======== Text
Well I had an incident happen in the past few days that was a little disconcerting. I noticed that the house next door on 10 acres that was foreclosed on about six months ago, had the 1.O wire pulled out of the underground run, about 300ft. worth and coiled on the ground on Thanksgiving day. That's about 900ft of wire for all three runs of 220vac. I didn't think anyone would come back until the next day to retrieve(steal) it, I was wrong, the next morning it was cut up into 3ft sections, and actually only what was left of it. I called the local sheriffs dept to report it and a deputy sheriff came out to take a report. Then the bad news, he could not generate a report because there was not a 'victim' in the burglary. There is not a sign of what bank, which now owns the home, so thus no 'victim'.

One more point that chaps my hide, is that when the former owners left, they stripped everything they could from the property and house, cabinets, built-in appliances, air conditioning unit, 2 water tanks, and fixtures. To me this was stealing, they only lived in the home for about a year after it was built and had a very large $4500 mortgage per month. The home and property were basically owned by the mortgagor not the mortgagee.
This way of thinking may be out of line, even though, I did like the former neighbor.:scratch


----------



## longtime (Nov 22, 2009)
================
======== Data provided
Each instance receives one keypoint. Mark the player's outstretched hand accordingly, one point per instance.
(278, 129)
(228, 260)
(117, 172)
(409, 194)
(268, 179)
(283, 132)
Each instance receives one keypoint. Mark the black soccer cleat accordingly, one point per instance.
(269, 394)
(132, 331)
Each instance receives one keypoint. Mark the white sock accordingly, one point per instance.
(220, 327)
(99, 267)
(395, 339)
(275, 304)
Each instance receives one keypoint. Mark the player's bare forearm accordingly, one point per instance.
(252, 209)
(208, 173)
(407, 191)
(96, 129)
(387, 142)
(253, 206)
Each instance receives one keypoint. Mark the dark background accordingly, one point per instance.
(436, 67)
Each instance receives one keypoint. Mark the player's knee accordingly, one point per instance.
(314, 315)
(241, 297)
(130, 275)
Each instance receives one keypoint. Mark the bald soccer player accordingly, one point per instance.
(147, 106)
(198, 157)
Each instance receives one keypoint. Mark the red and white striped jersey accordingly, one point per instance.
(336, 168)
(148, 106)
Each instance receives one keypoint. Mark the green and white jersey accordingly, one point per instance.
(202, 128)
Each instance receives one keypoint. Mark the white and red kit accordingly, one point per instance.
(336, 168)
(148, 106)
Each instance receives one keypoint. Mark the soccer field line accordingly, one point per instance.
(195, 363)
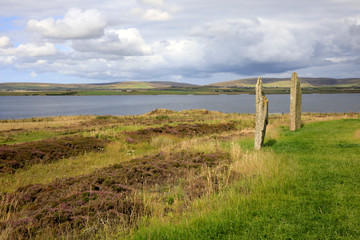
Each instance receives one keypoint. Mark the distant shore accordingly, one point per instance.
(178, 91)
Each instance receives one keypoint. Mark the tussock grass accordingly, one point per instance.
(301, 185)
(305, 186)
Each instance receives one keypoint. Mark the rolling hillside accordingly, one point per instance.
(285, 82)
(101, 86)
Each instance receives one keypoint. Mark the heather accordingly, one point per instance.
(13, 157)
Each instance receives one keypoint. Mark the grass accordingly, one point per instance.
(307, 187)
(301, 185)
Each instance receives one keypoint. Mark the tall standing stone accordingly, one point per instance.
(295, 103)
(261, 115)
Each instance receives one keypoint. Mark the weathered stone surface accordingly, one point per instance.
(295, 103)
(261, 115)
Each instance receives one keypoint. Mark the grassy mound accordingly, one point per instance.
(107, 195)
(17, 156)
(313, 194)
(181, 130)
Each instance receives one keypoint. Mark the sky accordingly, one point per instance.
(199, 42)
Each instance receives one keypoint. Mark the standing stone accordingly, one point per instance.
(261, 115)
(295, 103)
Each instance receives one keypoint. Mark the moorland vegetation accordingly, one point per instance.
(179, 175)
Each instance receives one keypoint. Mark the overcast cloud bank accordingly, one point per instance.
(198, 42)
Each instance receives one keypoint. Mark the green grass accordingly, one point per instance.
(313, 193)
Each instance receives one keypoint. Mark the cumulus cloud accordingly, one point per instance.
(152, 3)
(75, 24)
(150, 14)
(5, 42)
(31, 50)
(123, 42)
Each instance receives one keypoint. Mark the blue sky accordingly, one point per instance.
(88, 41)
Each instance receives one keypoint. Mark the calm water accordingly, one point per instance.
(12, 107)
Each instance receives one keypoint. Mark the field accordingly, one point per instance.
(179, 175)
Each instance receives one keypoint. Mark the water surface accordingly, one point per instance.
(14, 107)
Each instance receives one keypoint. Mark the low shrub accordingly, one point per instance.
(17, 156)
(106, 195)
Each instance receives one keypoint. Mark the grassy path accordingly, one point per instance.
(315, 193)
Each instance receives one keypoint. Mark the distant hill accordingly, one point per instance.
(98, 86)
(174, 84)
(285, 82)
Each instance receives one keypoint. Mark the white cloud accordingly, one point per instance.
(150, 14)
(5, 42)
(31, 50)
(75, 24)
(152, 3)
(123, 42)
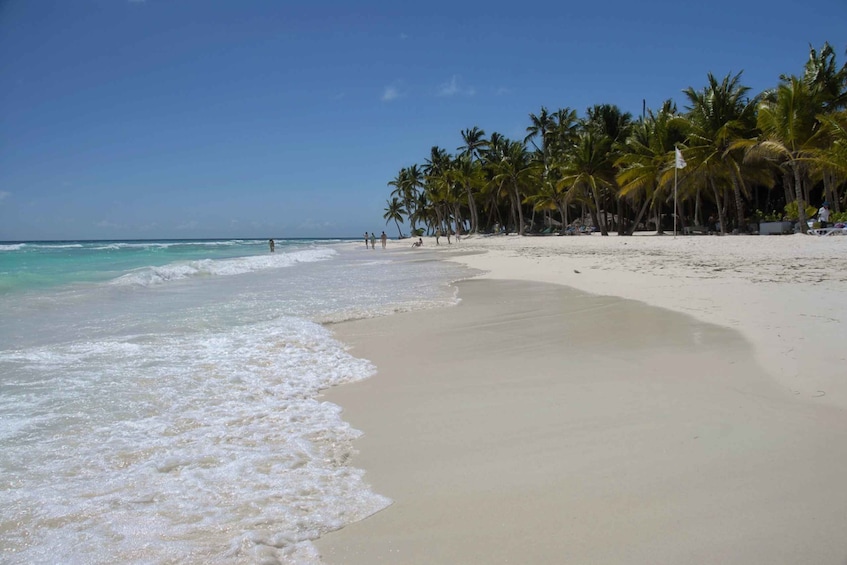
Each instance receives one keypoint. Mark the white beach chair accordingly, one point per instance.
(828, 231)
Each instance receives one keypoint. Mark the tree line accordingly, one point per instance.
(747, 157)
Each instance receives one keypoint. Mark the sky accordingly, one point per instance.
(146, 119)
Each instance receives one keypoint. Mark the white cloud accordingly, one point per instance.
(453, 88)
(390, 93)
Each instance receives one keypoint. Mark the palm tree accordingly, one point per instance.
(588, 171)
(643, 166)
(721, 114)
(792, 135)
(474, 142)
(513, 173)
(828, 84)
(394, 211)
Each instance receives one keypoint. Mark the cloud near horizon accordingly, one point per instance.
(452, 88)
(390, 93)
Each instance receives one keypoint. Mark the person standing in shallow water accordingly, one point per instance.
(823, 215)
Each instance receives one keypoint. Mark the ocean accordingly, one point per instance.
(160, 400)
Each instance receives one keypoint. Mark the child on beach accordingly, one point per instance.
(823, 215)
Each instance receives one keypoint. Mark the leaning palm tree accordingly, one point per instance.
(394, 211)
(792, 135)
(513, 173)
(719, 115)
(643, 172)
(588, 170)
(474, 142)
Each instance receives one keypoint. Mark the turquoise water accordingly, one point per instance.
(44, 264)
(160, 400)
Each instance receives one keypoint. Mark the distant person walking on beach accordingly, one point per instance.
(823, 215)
================
======== Data provided
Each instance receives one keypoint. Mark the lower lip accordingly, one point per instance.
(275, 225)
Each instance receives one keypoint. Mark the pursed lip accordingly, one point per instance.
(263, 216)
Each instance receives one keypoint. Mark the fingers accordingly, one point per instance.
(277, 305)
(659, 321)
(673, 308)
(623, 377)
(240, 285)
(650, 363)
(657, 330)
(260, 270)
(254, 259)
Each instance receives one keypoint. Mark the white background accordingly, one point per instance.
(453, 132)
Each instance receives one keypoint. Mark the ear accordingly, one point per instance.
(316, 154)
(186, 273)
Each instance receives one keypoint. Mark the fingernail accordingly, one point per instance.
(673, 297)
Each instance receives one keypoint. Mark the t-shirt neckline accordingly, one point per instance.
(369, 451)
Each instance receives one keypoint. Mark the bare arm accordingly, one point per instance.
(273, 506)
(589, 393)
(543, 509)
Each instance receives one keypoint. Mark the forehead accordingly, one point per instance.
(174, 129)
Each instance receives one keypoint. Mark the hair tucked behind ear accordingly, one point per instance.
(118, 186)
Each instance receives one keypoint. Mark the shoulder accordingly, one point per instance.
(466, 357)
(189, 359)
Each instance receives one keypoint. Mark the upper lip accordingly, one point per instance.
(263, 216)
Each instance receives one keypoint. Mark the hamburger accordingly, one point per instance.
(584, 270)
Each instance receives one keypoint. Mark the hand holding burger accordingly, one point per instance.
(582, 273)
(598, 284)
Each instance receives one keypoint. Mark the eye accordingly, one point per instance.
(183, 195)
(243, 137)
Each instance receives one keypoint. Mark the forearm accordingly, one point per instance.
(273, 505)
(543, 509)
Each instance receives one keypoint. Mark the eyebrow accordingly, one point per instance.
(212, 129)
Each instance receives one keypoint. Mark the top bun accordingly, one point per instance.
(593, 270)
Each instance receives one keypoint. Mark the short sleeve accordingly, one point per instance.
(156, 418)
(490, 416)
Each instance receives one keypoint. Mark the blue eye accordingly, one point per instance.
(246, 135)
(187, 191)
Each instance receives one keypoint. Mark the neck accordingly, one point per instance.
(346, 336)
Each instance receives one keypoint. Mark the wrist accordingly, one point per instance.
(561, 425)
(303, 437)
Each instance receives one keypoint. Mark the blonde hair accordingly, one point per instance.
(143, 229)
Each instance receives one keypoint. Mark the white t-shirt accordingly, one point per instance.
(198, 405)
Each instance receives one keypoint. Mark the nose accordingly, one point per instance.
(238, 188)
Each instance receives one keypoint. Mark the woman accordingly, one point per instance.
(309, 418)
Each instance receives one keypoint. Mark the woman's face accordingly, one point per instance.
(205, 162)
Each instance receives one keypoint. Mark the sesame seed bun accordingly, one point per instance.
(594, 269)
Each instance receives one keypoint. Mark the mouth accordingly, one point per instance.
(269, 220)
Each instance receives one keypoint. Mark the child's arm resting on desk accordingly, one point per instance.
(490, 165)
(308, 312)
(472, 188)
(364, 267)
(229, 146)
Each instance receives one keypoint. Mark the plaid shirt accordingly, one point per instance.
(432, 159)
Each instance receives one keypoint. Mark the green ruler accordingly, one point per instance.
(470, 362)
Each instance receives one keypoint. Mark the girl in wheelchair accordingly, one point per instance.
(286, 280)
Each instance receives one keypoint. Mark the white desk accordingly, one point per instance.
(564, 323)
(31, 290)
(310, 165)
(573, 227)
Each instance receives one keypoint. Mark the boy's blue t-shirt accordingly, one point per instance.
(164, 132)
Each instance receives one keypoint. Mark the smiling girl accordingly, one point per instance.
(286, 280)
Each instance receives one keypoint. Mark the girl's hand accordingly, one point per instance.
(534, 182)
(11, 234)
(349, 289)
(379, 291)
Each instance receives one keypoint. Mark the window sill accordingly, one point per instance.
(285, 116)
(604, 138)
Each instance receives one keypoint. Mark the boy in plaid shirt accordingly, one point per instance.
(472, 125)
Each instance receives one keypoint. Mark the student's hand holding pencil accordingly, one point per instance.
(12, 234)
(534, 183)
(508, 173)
================
======== Data provided
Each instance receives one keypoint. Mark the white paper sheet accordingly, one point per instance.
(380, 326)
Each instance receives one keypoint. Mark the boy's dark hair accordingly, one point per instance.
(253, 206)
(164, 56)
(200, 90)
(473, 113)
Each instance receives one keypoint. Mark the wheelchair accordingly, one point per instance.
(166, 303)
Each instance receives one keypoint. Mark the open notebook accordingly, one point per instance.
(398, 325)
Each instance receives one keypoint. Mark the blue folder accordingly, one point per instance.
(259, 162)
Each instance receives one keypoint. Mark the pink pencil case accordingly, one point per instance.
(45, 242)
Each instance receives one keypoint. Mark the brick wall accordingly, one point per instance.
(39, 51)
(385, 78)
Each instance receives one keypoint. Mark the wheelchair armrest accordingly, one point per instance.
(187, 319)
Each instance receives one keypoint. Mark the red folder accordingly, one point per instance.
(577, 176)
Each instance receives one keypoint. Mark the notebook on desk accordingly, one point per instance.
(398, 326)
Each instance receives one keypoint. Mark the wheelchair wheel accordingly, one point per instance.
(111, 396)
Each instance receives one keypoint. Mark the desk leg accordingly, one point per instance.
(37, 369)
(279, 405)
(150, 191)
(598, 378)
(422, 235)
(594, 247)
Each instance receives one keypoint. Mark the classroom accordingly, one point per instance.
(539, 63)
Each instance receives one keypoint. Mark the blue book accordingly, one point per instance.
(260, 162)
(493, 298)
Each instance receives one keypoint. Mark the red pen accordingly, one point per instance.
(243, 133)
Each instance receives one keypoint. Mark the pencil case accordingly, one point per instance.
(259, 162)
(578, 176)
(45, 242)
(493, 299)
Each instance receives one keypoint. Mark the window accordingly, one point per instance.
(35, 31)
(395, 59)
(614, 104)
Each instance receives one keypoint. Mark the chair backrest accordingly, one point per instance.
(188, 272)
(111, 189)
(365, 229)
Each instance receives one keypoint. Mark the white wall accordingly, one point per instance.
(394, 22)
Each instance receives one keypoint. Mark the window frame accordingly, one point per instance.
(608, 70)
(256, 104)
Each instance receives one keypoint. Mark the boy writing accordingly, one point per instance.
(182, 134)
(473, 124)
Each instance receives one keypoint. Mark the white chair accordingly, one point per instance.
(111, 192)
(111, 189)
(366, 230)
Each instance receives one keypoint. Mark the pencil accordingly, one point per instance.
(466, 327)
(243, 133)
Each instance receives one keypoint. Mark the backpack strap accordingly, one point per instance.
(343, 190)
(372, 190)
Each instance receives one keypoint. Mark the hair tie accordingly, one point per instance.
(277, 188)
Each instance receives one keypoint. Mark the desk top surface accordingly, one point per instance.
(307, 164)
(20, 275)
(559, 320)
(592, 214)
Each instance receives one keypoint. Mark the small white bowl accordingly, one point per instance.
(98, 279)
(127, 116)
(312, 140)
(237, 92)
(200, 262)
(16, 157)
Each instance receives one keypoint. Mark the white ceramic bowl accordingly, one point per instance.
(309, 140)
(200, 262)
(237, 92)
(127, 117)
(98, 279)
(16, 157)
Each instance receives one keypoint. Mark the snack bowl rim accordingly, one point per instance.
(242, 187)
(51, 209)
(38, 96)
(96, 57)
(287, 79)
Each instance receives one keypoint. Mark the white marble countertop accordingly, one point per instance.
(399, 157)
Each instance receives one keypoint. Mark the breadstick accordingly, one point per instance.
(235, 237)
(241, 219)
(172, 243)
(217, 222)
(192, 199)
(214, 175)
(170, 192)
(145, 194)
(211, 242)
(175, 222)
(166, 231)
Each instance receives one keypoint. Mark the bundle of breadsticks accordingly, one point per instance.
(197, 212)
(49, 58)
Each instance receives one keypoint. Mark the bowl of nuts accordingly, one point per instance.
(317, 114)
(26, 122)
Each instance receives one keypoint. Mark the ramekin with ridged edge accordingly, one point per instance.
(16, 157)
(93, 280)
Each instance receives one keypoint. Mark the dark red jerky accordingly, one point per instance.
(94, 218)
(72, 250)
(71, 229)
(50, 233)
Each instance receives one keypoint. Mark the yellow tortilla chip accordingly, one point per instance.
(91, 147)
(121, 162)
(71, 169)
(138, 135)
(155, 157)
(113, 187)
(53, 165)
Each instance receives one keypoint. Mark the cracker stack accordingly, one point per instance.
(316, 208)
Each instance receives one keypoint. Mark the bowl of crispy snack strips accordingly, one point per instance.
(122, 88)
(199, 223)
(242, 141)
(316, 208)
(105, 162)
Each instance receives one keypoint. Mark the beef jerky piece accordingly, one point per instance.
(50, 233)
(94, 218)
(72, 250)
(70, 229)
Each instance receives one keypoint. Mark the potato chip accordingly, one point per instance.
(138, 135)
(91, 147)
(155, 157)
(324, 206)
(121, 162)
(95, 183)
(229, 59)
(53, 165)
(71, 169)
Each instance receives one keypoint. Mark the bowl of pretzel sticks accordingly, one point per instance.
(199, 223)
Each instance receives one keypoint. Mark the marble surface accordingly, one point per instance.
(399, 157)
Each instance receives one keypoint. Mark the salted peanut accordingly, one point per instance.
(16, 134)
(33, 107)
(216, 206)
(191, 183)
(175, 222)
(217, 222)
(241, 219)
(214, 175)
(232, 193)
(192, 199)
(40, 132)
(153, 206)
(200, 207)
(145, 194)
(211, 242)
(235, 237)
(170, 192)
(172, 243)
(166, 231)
================
> [Task instructions]
1. Report how many lines in the entries contain the word "grassy", giving only the number.
2. Supply the next part of the forum thread about wire stolen from the foreclosed property next door, starting right after its last line.
The forum post and the entries have no connection to each other.

> [Expected outputs]
1. 2

2.
Sonnyjim
Believe me, the fence and signs will not stop anyone. The best thing is to hide what you have and make it un-inviting. But with all the 4wheeler, that no longer works (my fire is a good example, you could not see anything from the road and my gate is 100' off the road and not visable on a very over grown driveway)


----------



## Sonnyjim (Sep 17, 2009)

Maybe the best thing to do would be to have a small cement celar with a door with big locks and store everything in it with any value. Maybe place some bear traps in the doorways


----------



## mrghostwalker (Sep 17, 2009)

Several years ago I was giving a lecture to parent group about juvenile crimes, drug use, behavior problems, etc. Inevitably several parents came up to me after the meeting and asked me what was the cause of all these problems. I simply told them that is was the moral decay of our society that was leading to these problems.
Without morality our society has no rules and our youth has no basic human decency.


----------



## youpock (Oct 20, 2009)

When I was young my family had a few acres and one year for the 4th of july we were out of town. Some guy caught one of our eucalyptus trees on fire with a bottle rocket, then he tried to put it out with OUR garden hose, pshh. It would have been much worse but our neighbor was a retired firefighter, when he called they came in force. Got the tree put out with limited damage to much else.


I worry about vandalism too, when my brother and I finally buy some property it won't be a primarily location so will end up sitting for times without anyone there.


----------



## HillbillyWoman (Dec 18, 2009)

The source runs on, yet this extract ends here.